> Do wykonania
Przepisz dokładnie część tekstu o strategiach rozwoju samorządów, zaczynając od słów „Dla wielu samorządów” i kończąc na słowach „przystępowaliśmy do Unii.”.

> Fragment
-------
Ten serwis używa cookies i podobnych technologii, brak zmiany ustawienia przeglądarki oznacza zgodę na to.

Brak zmiany ustawienia przeglądarki oznacza zgodę na to. Więcej »

Zrozumiałem

Samorządy pokochały strategie rozwoju

Samorządy pokochały strategie rozwoju fotolia.pl

Wejście Polski do Unii Europejskiej w 2004 roku istotnie wpłynęło na sposób myślenia wielu polskich samorządów o rozwoju. Pojawiła się nie tylko szansa na zdobycie pokaźnych środków finansowych na inwestycje i projekty społeczne, ale też zmobilizowała lokalne władze i urzędników samorządowych do myślenia o rozwoju w ujęciu strategicznym długoterminowym i całościowym.

Dla wielu samorządów planowanie strategiczne nie było obce, jednak unijne reguły pozyskania funduszy to podejście rozpowszechniły i udoskonaliły. Nadal jakość dokumentów strategicznych jest w różnych jednostkach różna, ale nie ulega wątpliwości, że po dwóch pełnych cyklach unijnej siedmioletniej perspektywy polski sektor samorządowy jako całość jest obecnie o wiele bardziej zaawansowany w tworzeniu strategii rozwojowych, niż kiedy przystępowaliśmy do Unii.
-------
> Dostarczone dane
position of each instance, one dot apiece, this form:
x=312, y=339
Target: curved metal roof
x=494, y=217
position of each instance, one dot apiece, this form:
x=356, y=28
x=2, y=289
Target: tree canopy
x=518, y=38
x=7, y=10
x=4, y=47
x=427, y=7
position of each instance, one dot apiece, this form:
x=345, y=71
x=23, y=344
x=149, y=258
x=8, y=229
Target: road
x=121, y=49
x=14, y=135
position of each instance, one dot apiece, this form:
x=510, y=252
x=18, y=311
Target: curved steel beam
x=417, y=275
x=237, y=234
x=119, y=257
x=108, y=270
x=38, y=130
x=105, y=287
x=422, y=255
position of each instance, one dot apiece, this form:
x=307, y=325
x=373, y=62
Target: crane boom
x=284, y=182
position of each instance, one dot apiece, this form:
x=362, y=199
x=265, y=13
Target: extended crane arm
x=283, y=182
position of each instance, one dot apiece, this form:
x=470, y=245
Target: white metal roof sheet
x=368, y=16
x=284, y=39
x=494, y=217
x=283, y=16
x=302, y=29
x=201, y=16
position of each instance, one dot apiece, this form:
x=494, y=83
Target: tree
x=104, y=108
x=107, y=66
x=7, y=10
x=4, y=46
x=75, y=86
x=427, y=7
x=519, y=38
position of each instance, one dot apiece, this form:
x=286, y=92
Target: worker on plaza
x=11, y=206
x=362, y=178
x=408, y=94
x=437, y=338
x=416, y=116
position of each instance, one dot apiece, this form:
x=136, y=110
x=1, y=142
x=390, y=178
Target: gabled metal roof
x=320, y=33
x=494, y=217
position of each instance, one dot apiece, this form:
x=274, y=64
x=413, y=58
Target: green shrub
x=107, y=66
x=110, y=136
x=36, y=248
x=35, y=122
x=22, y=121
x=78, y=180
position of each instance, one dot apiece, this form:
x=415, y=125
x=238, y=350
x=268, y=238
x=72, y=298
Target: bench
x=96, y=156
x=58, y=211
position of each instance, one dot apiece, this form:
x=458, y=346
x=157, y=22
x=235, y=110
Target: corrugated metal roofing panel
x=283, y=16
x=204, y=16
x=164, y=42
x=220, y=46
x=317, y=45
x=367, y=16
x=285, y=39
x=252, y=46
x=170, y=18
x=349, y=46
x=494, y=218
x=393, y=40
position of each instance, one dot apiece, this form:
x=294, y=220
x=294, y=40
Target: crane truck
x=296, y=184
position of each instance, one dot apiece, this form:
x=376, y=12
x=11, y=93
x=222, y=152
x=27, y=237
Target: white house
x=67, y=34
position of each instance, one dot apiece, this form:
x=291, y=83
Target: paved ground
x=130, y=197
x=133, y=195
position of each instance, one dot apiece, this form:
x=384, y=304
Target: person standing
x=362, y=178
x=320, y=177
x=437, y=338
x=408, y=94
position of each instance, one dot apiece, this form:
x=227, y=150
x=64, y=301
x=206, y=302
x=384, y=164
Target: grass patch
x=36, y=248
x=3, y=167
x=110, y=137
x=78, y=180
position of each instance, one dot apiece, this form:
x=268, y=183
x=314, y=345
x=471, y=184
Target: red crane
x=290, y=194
-------
> Odpowiedź
Dla wielu samorządów planowanie strategiczne nie było obce, jednak unijne reguły pozyskania funduszy to podejście rozpowszechniły i udoskonaliły. Nadal jakość dokumentów strategicznych jest w różnych jednostkach różna, ale nie ulega wątpliwości, że po dwóch pełnych cyklach unijnej siedmioletniej perspektywy polski sektor samorządowy jako całość jest obecnie o wiele bardziej zaawansowany w tworzeniu strategii rozwojowych, niż kiedy przystępowaliśmy do Unii.